### [WHAT YOU HAVE TO DO]
Say whether each statement agrees with the post on mindful self-compassion, giving yes or no and quoting the deciding words: (a) the writer was sent pages of a book containing the opening quotation; (b) the writer says the car accident was someone else's fault; (c) the writer has had anxiety only since the crash.

### [PROVIDED TEXT]
•••

Saturday, May 24, 2014

Mindful Self-Compassion

"One of the anomalies of wounded human nature is that we do not accept the very answer we seek when it is given because we have become so accustomed to pain and confusion" [i]

In the midst of self-loathing, doubt, and frustration over the many "whys" in life, I was sent pages of a book that contained the quote above. For a moment my world stopped and I was quiet because someone, somewhere had felt the same way I did and took the time to acknowledge this feeling of comfortable discomfort. Tears filled my eyes as I realized that all the frustration I was experiencing was human and normal.

Lately I have found myself repeatedly thinking about the role self compassion and forgiveness plays in basic living. Time and again I find others talking about how important both compassion and forgiveness are, but as parts of specific circumstances and not an everyday practice. Post car crash I've spent a lot of time arguing with myself over whether I should be allowed to ask for help with my anxiety/emotional response. On one hand, I've had anxiety all my life and the accident was my fault. On the other hand, it was a traumatic event and were it anyone else I would tell them that it's natural to be anxious and to need support. Suddenly I find myself once again arguing over whether it's "okay" to be self-compassionate.

•••

(Natural language region descriptions)
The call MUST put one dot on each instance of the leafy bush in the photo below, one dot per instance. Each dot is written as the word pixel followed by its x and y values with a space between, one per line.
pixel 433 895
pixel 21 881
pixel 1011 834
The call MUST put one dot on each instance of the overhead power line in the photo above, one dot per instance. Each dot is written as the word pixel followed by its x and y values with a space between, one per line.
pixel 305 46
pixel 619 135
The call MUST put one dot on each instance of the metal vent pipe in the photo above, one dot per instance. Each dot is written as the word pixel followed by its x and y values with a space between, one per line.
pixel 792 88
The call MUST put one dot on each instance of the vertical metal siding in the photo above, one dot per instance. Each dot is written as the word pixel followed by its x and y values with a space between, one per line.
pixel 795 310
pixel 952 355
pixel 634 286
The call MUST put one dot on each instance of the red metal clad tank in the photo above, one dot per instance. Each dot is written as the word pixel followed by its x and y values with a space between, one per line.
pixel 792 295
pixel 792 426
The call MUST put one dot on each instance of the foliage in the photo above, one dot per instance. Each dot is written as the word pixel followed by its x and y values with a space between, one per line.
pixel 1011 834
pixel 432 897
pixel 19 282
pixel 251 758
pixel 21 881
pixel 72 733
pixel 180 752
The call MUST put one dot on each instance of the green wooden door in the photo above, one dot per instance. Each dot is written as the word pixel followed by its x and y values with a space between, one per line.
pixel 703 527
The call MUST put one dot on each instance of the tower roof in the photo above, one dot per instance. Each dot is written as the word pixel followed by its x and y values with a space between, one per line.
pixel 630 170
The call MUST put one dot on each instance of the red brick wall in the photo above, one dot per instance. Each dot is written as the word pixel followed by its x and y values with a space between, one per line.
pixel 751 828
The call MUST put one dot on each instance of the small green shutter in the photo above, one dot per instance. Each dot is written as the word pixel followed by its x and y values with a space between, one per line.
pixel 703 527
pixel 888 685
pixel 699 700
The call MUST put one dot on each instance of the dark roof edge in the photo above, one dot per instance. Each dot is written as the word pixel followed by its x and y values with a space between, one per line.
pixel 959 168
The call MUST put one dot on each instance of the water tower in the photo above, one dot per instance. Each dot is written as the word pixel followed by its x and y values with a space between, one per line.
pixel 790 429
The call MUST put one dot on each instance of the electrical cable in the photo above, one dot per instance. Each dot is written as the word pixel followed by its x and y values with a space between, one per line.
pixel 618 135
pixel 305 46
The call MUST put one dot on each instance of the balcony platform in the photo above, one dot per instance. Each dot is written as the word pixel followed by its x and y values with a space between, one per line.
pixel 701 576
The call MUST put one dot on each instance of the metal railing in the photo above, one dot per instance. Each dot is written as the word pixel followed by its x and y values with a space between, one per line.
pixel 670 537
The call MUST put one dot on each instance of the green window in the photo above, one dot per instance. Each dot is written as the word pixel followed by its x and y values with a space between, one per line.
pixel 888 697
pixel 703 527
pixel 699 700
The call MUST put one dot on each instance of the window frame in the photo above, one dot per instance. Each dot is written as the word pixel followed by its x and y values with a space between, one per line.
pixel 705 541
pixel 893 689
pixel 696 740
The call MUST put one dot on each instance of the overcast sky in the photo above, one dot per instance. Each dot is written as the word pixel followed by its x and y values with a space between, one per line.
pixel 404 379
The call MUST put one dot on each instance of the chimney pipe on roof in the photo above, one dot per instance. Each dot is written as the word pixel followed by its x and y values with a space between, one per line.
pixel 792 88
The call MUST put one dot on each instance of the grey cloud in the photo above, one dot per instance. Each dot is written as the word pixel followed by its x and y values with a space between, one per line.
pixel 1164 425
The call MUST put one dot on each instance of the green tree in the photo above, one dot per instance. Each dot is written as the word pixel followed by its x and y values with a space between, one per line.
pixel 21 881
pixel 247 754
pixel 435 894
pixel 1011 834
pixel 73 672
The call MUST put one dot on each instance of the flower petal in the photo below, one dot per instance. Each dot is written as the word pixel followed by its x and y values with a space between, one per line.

•••

### [ANSWER BELOW]
(a) Yes: "I was sent pages of a book that contained the quote above."
(b) No: "the accident was my fault."
(c) No: "I've had anxiety all my life"